I plan on returning to the property this weekend to take more detailed pictures, as requested by Rick( Thank you for the advise!). THEN, I hope to be able to participate in a somewhat more competent discussion, and potentially positive contribution to this forum. 
I personally want to thank everyone for their welcoming nature, and all the helpful responses in regards to this topic. Please forgive me my enthusiasm and eagerness. This is a personal adventure of sorts. My family has a strong history of prospecting and mining for several generations, concluding with my grandfather, who sadly passed away several years ago. My excitement has even surprised my father, who with a wink muttered something about it " being in your darn blood".  

@ Chris, the property is owned by my father in Utah. He has water and mineral rights as well. I have his permission to proceed as I see fit. The material is quite easy to remove as it is on the surface in what appears to be in glacial type deposits atop a sandstone base. This will be a small recreational endeavor if anything at the most.

Much Regards,

Sterbert


----------



## Harold_V (May 27, 2011)

sterbert said:


> the property is owned by my father in Utah.

(Records pointing to named objects)

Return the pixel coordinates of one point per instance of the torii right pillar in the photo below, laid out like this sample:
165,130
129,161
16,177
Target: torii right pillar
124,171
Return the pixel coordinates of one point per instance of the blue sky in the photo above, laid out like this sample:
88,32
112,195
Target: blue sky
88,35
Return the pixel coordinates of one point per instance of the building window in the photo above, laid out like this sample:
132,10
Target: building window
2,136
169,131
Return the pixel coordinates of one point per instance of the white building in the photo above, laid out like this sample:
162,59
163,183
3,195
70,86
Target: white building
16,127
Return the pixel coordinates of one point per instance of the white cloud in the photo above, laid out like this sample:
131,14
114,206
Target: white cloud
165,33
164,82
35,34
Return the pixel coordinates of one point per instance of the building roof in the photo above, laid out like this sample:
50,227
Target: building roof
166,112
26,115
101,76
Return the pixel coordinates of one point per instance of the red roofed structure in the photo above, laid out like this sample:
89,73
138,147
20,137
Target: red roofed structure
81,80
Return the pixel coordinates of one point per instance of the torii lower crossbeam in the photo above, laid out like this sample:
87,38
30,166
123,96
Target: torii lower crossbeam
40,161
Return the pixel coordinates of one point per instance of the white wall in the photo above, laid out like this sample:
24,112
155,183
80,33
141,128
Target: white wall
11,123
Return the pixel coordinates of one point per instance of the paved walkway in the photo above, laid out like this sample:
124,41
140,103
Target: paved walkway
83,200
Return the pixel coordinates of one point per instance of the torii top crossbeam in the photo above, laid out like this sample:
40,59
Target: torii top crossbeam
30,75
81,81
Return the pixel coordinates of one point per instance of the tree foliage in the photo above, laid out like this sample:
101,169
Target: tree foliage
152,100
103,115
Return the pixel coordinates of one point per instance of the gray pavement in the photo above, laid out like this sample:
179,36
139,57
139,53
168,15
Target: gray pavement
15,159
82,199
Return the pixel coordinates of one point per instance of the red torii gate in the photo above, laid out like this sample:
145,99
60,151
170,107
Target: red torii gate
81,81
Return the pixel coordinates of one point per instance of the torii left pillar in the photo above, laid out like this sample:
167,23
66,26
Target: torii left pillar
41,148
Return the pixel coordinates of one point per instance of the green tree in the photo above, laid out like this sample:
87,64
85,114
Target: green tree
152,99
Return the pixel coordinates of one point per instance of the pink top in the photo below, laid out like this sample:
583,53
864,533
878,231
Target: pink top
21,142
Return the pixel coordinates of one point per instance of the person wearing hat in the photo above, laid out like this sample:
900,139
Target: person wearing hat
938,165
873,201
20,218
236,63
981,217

## Complete the following:
1. Print the part of the prospecting forum thread above that opens with the words containing "I personally want" and closes with "at the most.".
2. List every person's name or forum username that appears in the prospecting forum thread above, not the data.
3. Go on with the forum thread about prospecting on the Utah property from the point where it stops.

## Final answers:
1.
I personally want to thank everyone for their welcoming nature, and all the helpful responses in regards to this topic. Please forgive me my enthusiasm and eagerness. This is a personal adventure of sorts. My family has a strong history of prospecting and mining for several generations, concluding with my grandfather, who sadly passed away several years ago. My excitement has even surprised my father, who with a wink muttered something about it " being in your darn blood".  

@ Chris, the property is owned by my father in Utah. He has water and mineral rights as well. I have his permission to proceed as I see fit. The material is quite easy to remove as it is on the surface in what appears to be in glacial type deposits atop a sandstone base. This will be a small recreational endeavor if anything at the most.

2. Rick, Chris, Sterbert, Harold_V

3.
I was born and raised in Utah---a state rich in mineralization and with a strong history of mining and smelting. 28 smelters were known to exist in Utah at one point in time, including the still operational Kennecott Copper Corporation in the Oquirrh mountain range. I trust you live near?

I lived in the Salt Lake Valley for 56 years, leaving Utah in '96. Care to disclose (loosely) where you live? It need not include a city---just a general location (I'm curious).

Harold


----------



## Reno Chris (May 27, 2011)

> *in what appears to be in glacial type deposits atop a sandstone base.*



I hate to say this but assuming your geological description is correct, I'm going to guess its manganese not silver. That geologic description just screams manganese to me - I've seen ones like it in the field. Silver salts are far less soluble than those of manganese. Manganese is present in many rocks including sedimentary rocks. Manganese salts can be dissolved out of rocks through normal weathering processes, and once dissolved, like any water solution it would seep downward to a bedrock foundation (like your sandstone base) as the waters dry they leave behind their salts and manganese will react with oxygen to produce MnO2 an insoluble black material.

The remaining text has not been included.